-- Excerpted text follows --
After being injured in an accident caused by someone else some people are reluctant to use their own health insurance. I often hear clients ask, “Why should my insurance have to pay, if the accident was not my fault?” This is an understandable question, but the truth is that you are generally better off, especially in Virginia, if you use your health insurance after you are injured in an accident.
- The negligent party is required to pay the full amount of your related medical bills
When you have been injured through no fault of your own in an automobile accident and have to seek medical treatment, the law in Virginia allows you to recover the full amount of the medical bills, not just what the injured party may have to pay out of pocket. For example, if the medical bill from an emergency room visit is $3,000, but you used your health insurance and only had to pay $250, you are still entitled to compensation for the full bill, which was $3,000, even though you only had to pay $250. Acuar v. Letourneau, 260 Va. 180, 531 S.E.2d 316 (2000) and Radvany v. Davis, 262 Va. 308, 551 S.E.2d 347 (2001) are two cases that stand for this proposition.
Keep in mind that your health insurance may have a lien on any recovery based on the amount it paid because you are recovering from a third party. A lien means that your health insurance company may be entitled to be receive a part of your settlement. Even if there is a lien you will still always come out ahead by using their health insurance.
-- Excerpted text concluded --
-- Excerpted records follows --
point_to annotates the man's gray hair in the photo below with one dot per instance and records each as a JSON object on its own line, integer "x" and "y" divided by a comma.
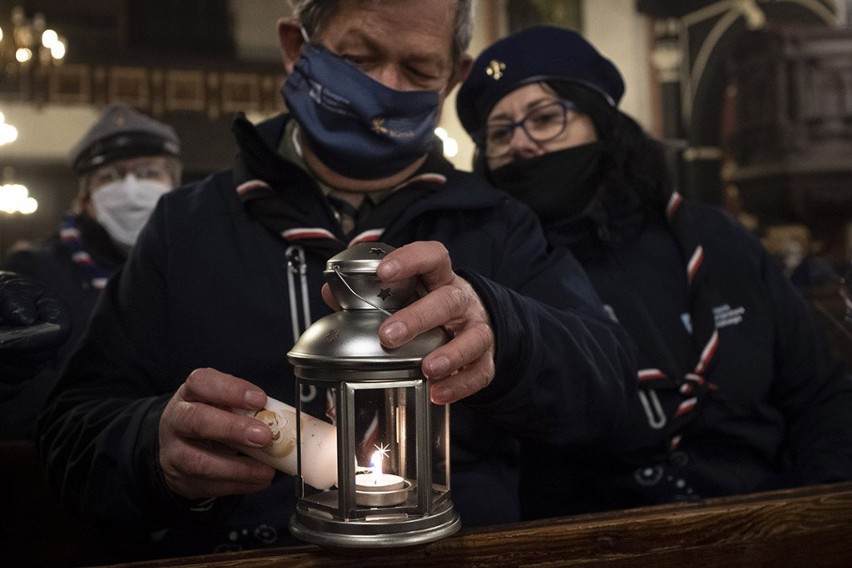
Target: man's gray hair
{"x": 314, "y": 13}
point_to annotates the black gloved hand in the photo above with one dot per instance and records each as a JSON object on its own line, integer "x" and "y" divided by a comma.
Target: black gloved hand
{"x": 34, "y": 323}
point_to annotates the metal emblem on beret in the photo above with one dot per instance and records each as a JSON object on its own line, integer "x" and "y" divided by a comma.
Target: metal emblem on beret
{"x": 495, "y": 69}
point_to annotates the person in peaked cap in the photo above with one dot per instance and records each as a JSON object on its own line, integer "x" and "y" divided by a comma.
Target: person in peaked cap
{"x": 124, "y": 163}
{"x": 738, "y": 388}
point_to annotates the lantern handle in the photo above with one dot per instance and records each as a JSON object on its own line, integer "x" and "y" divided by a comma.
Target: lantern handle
{"x": 336, "y": 269}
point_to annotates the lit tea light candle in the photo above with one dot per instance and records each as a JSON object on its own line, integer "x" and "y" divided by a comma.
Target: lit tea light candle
{"x": 378, "y": 489}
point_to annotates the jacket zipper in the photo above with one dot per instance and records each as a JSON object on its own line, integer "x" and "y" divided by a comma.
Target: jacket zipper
{"x": 297, "y": 267}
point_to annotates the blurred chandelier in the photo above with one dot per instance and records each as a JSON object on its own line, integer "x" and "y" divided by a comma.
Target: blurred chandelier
{"x": 29, "y": 43}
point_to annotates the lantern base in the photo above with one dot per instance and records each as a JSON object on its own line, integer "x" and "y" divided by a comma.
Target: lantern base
{"x": 374, "y": 531}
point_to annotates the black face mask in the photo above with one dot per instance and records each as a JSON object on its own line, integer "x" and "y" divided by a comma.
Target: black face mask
{"x": 557, "y": 185}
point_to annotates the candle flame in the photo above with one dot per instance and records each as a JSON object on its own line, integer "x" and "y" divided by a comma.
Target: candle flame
{"x": 376, "y": 463}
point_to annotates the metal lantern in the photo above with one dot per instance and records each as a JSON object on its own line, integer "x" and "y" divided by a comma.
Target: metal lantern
{"x": 392, "y": 481}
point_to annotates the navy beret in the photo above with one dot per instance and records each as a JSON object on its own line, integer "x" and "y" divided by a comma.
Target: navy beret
{"x": 120, "y": 133}
{"x": 539, "y": 53}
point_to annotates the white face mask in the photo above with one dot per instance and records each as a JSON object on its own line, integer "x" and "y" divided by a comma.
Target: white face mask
{"x": 123, "y": 206}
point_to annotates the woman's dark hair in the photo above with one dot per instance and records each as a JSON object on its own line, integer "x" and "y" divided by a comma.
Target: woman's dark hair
{"x": 634, "y": 159}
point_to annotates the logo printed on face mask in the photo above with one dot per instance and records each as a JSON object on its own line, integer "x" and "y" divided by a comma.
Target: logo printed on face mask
{"x": 357, "y": 126}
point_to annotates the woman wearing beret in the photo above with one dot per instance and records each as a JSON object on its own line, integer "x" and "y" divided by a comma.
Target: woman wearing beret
{"x": 123, "y": 163}
{"x": 738, "y": 390}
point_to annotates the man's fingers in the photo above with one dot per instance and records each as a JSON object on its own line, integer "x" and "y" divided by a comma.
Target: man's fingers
{"x": 464, "y": 383}
{"x": 218, "y": 389}
{"x": 196, "y": 472}
{"x": 429, "y": 261}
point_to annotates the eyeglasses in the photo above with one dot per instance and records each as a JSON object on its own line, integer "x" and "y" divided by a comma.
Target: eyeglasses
{"x": 156, "y": 170}
{"x": 541, "y": 124}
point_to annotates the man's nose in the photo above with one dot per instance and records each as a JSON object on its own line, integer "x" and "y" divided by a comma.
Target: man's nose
{"x": 389, "y": 76}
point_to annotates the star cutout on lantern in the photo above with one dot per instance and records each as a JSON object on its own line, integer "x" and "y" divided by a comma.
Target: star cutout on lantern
{"x": 382, "y": 449}
{"x": 379, "y": 126}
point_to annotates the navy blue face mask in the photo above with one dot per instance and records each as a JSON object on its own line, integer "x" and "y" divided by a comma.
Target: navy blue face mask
{"x": 357, "y": 126}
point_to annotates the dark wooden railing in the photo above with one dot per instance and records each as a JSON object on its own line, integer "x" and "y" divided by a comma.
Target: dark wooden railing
{"x": 808, "y": 527}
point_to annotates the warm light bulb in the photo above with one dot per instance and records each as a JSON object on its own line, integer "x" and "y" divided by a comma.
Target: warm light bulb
{"x": 49, "y": 38}
{"x": 376, "y": 462}
{"x": 23, "y": 55}
{"x": 57, "y": 50}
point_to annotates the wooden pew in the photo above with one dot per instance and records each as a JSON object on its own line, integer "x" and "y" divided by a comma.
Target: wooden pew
{"x": 806, "y": 527}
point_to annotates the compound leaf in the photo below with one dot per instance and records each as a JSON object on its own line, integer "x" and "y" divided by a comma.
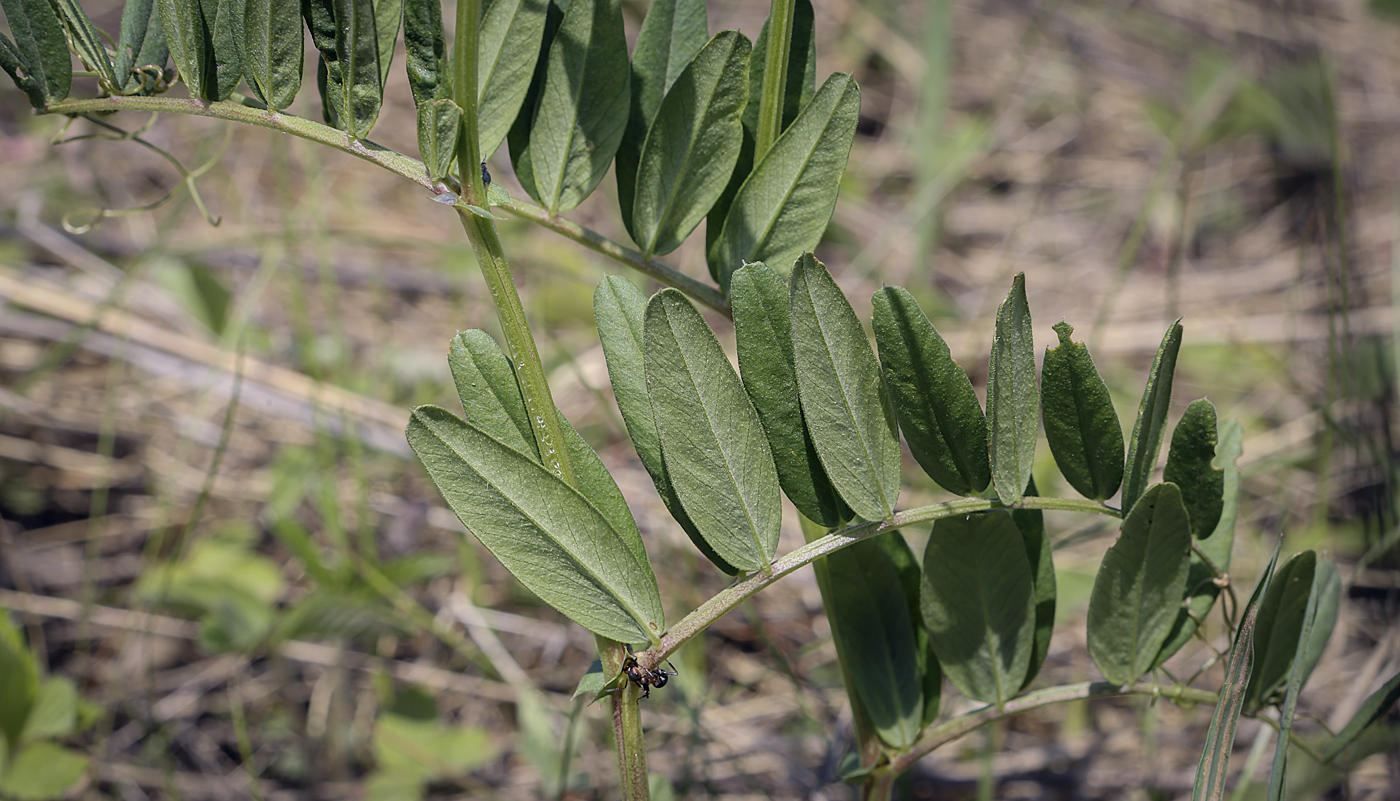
-- Excerpted records concluded --
* [Work to complete]
A. From the article on using health insurance after an accident, list every party name that appears in the court cases it cites.
B. Pick up the article on using health insurance after an accident right after its final sentence and keep writing it.

* [Responses]
A. Acuar, Letourneau, Radvany, Davis

B.
- Health insurance does not pay the full bill, but you may have to
Most health insurance companies have systems that reduce the amount that they have to pay for medical treatment of their insureds. Back to our previous example where an injured party seeks medical treatment at an emergency room and the total bill is $3,000 and they have to pay $250. The way health insurance and the hospital system work is that the health insurance company pays a reduced rate on the remaining $2,750, let’s just say $1,000, and the hospital writes off the remaining balance. Even if the health insurance did have a lien, it would only be for what they actually pay, in this example $1,000, and not for the full amount of the bill. Thus, an injured party who uses their health insurance may have to pay a $1,000 lien out of the recovery, but that is a lot better than having to repay the full amount, if they did not use their health insurance.
- To avoid collection and protect your credit
Medical bills can quickly pile up after an accident. You may not feel like you are responsible for them, but in the eyes of the law they remain your bills until they are paid. The bills may even go into collection and begin affecting your credit. You do not want to make an already bad situation worse by dealing with collection notices, when this could have been avoided by using your health insurance.
Having to use your own health insurance in the wake of an accident that was not your fault can seem unfair, but it is smart and right thing to do. In the end, you will increase your recovery and decrease your stress by using your health insurance.